Source document ▸

****

If you’ve followed me for some time, you know I write a lot about parts work.
Because I’m trained in Internal Family Systems, I pay attention to what parts of me are loudest and, sometimes, enter into a mental dialogue with those parts. Earlier this year, I confronted the part of me who wants to live larger.
She sounds like this:
Stop playing small. You’re so much better than the best you’re giving right now. Push yourself. A big life is out there for you.
What is big, I wondered. Is bigger better?
How does one measure the size of a life?
Discovering Dharma
Since exploring this part, much has changed. I left my salaried job to pursue brand strategy work independently. I abandoned my post as Chief of Staff at a creative agency where I did big important things every day.
Is this the opposite of what that part of me wanted? Did my life become smaller?
As an ode to my former role, I’ll use an agency fave here: let’s circle back on this. :)
Years ago, when I started exploring a simultaneous career path in personal transformation space (hypnotherapy, IFS, breathwork, coaching), I couldn’t help but think the brand process could be fruitful for individuals. Not just entrepreneurs, but any individual.
In pursuit of creating such an offering, I started studying dharma.
Dharma is a Sanskrit word that loosely translates to one’s sacred calling. I have become obsessed with dharma—unearthing it, naming it and pursuing it with wild abandon.
I joined an inspiring group called Dharma Artist Collective (DAC) where I was turned onto a game-changing book, The Great Work of Your Life.
Author Stephen Cope outlines a guide to living one’s dharma. He presents it through the lens of the ancient Hindu scripture, the Bhagavad Gita, but also through the lives of famous dharma artists (a term coined by DAC founder Erick Godsey)—among them Jane Goodall, Susan B. Anthony, Walt Whitman and Henry David Thoreau.
Herein lie the breadcrumbs drastically shifting my desire to chase a big life…
Thoreau’s Little Life at Walden Pond
Thoreau’s most famous book, Walden, is a reflection on simple living in natural surroundings. The book is based on his experiences during two years, two months and two days living in a cabin near Walden Pond in Massachusetts.
What most don’t realize is that, prior to this simple living experiment, Thoreau tried to build a big career by conventional means, attempting to break into the literary scene of New York. And failed.

****

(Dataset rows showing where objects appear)

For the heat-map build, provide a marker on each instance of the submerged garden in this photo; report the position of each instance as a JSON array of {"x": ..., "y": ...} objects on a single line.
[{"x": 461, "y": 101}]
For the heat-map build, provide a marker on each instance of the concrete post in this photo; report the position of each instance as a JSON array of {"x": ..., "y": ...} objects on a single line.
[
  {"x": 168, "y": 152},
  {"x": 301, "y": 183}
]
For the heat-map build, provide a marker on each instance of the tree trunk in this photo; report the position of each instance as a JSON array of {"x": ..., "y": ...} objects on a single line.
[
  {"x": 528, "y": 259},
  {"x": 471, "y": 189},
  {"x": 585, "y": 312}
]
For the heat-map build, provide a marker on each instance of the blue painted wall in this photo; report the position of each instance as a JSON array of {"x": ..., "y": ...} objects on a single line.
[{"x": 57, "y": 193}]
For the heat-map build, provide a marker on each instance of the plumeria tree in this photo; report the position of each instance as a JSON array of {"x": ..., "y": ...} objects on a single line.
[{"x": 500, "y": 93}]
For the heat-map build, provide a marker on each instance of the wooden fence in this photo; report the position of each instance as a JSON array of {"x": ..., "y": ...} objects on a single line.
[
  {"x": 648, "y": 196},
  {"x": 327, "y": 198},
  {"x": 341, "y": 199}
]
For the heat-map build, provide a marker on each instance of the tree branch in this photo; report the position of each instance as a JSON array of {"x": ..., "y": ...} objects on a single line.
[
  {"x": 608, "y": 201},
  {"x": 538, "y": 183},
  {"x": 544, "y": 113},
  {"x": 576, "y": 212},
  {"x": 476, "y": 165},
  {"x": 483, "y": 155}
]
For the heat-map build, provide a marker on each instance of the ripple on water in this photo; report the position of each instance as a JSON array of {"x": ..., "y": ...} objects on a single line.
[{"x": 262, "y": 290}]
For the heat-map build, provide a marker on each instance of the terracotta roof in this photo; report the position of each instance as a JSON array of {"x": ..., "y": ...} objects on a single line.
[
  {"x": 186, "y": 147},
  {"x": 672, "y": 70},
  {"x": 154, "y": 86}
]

****

Requirement 1 ▸ Reproduce the passage from the essay on dharma, beginning at the words "In pursuit of" and stopping after "of Your Life.".
Requirement 2 ▸ Translate this sentence from the essay on dharma into Spanish: "How does one measure the size of a life?"

Task response 1 ▸
In pursuit of creating such an offering, I started studying dharma.
Dharma is a Sanskrit word that loosely translates to one’s sacred calling. I have become obsessed with dharma—unearthing it, naming it and pursuing it with wild abandon.
I joined an inspiring group called Dharma Artist Collective (DAC) where I was turned onto a game-changing book, The Great Work of Your Life.

Task response 2 ▸ ¿Cómo se mide el tamaño de una vida?